Security Model¶

BBDrop handles credentials for up to 10 different hosting services. This document explains the layered security architecture that protects those credentials at rest, in transit, and in memory.

Authentication methods¶

Different hosts use different authentication mechanisms. These are host-imposed requirements, not choices BBDrop makes:

API key auth -- The host issues a permanent API key. BBDrop stores it encrypted and sends it with each request. No login step is needed. (Example: IMX.to API key mode.)
Token-based login -- BBDrop sends a username and password to the host's login endpoint and receives a session token. The token is cached (encrypted) with a configurable TTL and refreshed automatically when it expires. (Example: RapidGator, Keep2Share.)
Session-based login -- BBDrop posts credentials to a login form and receives session cookies. The cookies are reused across uploads within the same session. (Example: Filedot, Filespace.)

In all three cases, the underlying credential (API key or username/password pair) is stored using the same encryption layer described below. Session cookies and tokens are auth artifacts obtained from credentials -- they are cached for performance but regenerated when they expire.

Credential storage¶

Encryption¶

BBDrop encrypts sensitive credentials using Fernet symmetric encryption, which combines AES-128-CBC for confidentiality with HMAC-SHA256 for integrity. A single master key protects all credentials.

--- Explore the material ---
• a. Answer these questions from the BBDrop security model text, one line each:
(i) For how many hosting services, at most, does BBDrop handle credentials?
(ii) Which authentication method gives BBDrop session cookies in return for the credentials it posts?
(iii) What does Fernet encryption use for integrity?
• b. Translate this sentence from the BBDrop security model text into Spanish: "A single master key protects all credentials."
• c. Extend the BBDrop security model text, picking up right after its last sentence.

--- Data section ---

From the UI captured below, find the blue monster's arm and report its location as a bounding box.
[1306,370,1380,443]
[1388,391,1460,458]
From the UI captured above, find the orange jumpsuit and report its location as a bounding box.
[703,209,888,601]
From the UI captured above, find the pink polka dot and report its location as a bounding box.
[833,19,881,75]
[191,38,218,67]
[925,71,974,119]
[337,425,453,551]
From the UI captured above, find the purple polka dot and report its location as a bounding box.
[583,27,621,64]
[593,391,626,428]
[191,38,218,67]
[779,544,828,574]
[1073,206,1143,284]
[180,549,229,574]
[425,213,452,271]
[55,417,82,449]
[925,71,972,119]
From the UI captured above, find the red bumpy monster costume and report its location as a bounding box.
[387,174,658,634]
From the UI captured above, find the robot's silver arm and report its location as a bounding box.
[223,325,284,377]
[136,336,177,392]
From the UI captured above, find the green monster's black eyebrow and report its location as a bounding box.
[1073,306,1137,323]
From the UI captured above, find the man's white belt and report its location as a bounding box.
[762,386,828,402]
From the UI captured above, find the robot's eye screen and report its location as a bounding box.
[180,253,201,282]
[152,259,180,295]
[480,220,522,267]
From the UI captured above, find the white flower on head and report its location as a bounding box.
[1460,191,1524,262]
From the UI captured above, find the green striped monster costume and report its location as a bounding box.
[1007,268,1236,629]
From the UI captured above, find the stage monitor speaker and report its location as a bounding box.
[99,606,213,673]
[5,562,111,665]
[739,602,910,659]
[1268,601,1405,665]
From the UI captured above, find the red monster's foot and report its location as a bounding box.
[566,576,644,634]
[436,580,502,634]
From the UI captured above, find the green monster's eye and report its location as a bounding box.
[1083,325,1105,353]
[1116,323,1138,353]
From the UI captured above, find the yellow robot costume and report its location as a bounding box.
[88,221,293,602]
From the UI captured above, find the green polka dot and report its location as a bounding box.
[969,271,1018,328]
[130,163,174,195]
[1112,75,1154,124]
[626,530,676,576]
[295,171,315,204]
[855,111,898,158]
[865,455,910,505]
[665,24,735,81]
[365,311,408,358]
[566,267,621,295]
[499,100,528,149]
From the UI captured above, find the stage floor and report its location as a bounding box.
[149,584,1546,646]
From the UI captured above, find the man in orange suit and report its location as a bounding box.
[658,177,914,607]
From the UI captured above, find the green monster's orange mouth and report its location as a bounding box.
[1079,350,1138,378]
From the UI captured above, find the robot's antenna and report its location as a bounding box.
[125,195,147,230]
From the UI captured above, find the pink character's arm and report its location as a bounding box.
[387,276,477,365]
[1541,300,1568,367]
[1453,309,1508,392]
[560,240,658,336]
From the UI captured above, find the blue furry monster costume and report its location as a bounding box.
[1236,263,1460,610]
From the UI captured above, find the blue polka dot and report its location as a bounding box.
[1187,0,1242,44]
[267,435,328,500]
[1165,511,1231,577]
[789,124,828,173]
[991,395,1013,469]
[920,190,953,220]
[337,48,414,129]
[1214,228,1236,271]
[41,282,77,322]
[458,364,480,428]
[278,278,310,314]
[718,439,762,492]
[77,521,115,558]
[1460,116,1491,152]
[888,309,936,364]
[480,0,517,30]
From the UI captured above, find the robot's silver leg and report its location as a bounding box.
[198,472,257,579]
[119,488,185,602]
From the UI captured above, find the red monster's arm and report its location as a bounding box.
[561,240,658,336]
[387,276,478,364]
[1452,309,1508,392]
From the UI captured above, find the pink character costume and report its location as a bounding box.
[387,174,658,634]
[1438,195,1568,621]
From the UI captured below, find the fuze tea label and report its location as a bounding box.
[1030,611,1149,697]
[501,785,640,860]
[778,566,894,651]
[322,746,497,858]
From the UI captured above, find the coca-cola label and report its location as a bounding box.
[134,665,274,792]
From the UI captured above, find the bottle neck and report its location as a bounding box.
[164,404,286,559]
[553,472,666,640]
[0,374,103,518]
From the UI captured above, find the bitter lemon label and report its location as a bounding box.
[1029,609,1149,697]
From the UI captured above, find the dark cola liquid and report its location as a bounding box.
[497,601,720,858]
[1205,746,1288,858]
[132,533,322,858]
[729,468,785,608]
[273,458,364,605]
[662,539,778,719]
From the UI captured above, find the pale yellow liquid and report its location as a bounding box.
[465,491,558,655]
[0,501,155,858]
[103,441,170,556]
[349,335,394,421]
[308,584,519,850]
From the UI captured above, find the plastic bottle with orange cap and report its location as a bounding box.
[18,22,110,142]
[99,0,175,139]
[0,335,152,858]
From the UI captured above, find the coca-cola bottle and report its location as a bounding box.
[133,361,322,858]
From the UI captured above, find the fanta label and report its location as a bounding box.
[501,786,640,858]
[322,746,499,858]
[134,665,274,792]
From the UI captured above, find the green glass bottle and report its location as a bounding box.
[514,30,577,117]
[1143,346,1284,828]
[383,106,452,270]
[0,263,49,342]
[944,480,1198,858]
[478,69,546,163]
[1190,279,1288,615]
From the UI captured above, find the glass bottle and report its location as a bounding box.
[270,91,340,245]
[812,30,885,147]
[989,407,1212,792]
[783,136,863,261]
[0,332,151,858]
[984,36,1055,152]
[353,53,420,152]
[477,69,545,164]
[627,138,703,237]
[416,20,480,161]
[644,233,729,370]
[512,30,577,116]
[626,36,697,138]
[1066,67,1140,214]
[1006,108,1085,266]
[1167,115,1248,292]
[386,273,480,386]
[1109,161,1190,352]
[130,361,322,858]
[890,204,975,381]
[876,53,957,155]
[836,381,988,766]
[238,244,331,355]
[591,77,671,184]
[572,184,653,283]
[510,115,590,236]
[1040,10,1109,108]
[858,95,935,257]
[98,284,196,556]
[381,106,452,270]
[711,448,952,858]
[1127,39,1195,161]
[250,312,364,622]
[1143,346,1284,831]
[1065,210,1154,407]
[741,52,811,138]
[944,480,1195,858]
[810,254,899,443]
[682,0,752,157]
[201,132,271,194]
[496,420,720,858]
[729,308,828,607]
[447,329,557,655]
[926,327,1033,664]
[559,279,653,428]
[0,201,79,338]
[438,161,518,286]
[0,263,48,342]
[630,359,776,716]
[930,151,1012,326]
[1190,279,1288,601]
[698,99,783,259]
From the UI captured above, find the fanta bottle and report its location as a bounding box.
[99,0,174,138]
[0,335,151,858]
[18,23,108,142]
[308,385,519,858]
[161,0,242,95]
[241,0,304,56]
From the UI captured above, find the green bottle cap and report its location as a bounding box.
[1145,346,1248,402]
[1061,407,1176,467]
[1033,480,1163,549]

--- Activity answers ---
• a.
(i) Up to 10.
(ii) Session-based login.
(iii) HMAC-SHA256.

• b. Una única clave maestra protege todas las credenciales.

• c.
The encryption flow works as follows:

Master key generation -- On first run, BBDrop generates a 256-bit master key using the OS cryptographic random number generator (secrets.token_bytes(32)). This is a CSPRNG (cryptographically secure pseudorandom number generator) -- not derived from any predictable input.
Master key storage -- The master key is stored in the OS keyring: Windows Credential Manager, macOS Keychain, or Linux Secret Service (via D-Bus). The master key never touches disk in plaintext.
Credential encryption -- When you save a password, BBDrop encrypts it with Fernet(master_key).encrypt() and stores the encrypted blob in the OS keyring alongside the master key.
Credential decryption -- When a credential is needed, BBDrop retrieves the master key from the keyring, then decrypts the credential blob. The master key is cached in process memory after first access (protected by a threading lock for thread safety).

Why the OS keyring¶

The OS keyring provides hardware-backed or user-session-scoped protection depending on the platform:

Windows Credential Manager -- Encrypted with the user's login credentials via DPAPI. Other user accounts on the same machine cannot read the stored keys.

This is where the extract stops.